| Dataset excerpts |
· · · · · · ·
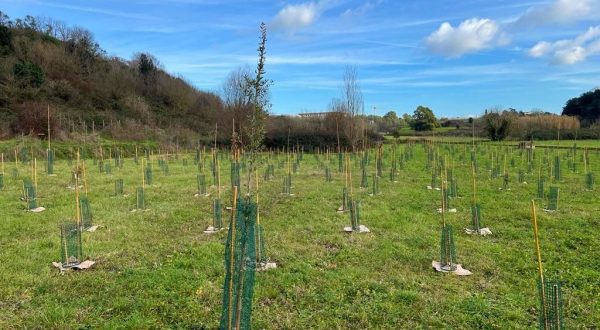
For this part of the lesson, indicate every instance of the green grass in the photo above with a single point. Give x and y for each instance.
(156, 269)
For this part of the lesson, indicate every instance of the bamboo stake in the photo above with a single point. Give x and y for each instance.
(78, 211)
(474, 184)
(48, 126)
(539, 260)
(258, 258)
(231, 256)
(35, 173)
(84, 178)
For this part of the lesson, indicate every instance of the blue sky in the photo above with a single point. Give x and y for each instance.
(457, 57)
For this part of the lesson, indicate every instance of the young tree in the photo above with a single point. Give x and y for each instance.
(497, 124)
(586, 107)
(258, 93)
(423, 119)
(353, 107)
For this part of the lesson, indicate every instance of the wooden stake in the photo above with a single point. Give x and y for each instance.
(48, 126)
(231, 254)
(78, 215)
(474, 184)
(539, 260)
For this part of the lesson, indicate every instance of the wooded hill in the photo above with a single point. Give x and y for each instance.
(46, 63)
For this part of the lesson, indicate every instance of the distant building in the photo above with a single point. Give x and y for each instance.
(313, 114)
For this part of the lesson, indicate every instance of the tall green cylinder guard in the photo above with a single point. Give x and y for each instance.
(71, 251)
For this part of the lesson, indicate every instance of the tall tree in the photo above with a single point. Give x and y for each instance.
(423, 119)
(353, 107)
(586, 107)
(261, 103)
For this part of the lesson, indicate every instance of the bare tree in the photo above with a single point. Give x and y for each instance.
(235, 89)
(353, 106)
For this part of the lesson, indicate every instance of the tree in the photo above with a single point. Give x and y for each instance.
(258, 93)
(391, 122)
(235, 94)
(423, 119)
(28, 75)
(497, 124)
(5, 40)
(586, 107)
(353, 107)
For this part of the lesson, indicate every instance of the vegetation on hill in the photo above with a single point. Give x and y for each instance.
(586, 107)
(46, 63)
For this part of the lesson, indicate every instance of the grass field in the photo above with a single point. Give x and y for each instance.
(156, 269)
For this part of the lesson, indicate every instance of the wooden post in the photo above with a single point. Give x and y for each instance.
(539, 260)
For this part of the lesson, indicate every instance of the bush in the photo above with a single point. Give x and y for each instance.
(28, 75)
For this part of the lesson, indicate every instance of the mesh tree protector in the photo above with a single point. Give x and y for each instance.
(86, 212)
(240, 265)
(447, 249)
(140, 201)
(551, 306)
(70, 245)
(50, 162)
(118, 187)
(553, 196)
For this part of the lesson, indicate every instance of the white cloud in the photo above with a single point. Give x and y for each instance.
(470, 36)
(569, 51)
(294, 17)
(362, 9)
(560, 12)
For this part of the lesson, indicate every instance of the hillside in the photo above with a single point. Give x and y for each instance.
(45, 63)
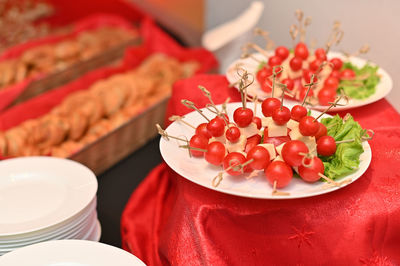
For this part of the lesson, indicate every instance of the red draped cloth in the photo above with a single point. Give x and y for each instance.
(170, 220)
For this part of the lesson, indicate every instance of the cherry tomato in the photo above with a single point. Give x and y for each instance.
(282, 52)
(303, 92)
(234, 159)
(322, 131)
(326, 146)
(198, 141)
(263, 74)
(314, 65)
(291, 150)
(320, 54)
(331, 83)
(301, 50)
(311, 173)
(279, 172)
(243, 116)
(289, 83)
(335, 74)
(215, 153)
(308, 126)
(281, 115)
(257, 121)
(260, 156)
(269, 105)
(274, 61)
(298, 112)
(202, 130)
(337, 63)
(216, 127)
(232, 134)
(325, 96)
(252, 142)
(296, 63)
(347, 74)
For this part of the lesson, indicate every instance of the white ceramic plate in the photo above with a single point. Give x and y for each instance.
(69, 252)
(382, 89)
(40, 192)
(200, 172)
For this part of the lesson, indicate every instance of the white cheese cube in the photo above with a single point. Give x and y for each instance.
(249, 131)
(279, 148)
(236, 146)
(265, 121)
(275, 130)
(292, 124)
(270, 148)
· · · · · · ·
| Directions for this task |
Copy the listing word for word, starting with the line that contains "of the mesh" and going on through the last line of the listing. Omit the pictures from your copy.

| The result |
For this part of the lesson, indicate every instance of the mesh tree protector in the photo above with a single point. Give x and y for each instance.
(86, 212)
(240, 265)
(447, 249)
(140, 201)
(551, 306)
(70, 245)
(50, 162)
(118, 187)
(553, 196)
For this part of the lesson, indicate every instance of the white cloud in the photo above with a single point. Give x and y for each instance.
(470, 36)
(569, 51)
(294, 17)
(362, 9)
(560, 12)
For this part of the lesson, indicate every instance of the hillside in the photo above with a single point. Give x and y for each instance.
(45, 63)
For this part of the lesson, indicate every instance of the red draped cloth in the photo above with a single point. Give x and y for each instance.
(170, 220)
For this part of the lesson, indicate every instance of the cherry tomato in the photo above with a single point. Give x and y for each instance.
(282, 52)
(303, 92)
(234, 159)
(322, 131)
(326, 146)
(198, 141)
(263, 74)
(314, 65)
(291, 150)
(320, 54)
(331, 83)
(301, 50)
(311, 173)
(279, 172)
(243, 116)
(289, 83)
(335, 74)
(215, 153)
(308, 126)
(281, 115)
(257, 121)
(260, 156)
(269, 105)
(274, 61)
(298, 112)
(202, 130)
(337, 63)
(216, 127)
(232, 134)
(325, 96)
(252, 142)
(296, 63)
(347, 74)
For this part of the lesson, indicate every instance of the white ceramic plate in the photo above with a single point. Give x and y for each instance.
(69, 252)
(382, 89)
(40, 192)
(200, 172)
For this part of the lesson, indicate every instance of the white cheese cube in the photo above with a single point. Give x and y for each instance.
(249, 131)
(279, 148)
(236, 146)
(265, 121)
(275, 130)
(292, 124)
(270, 148)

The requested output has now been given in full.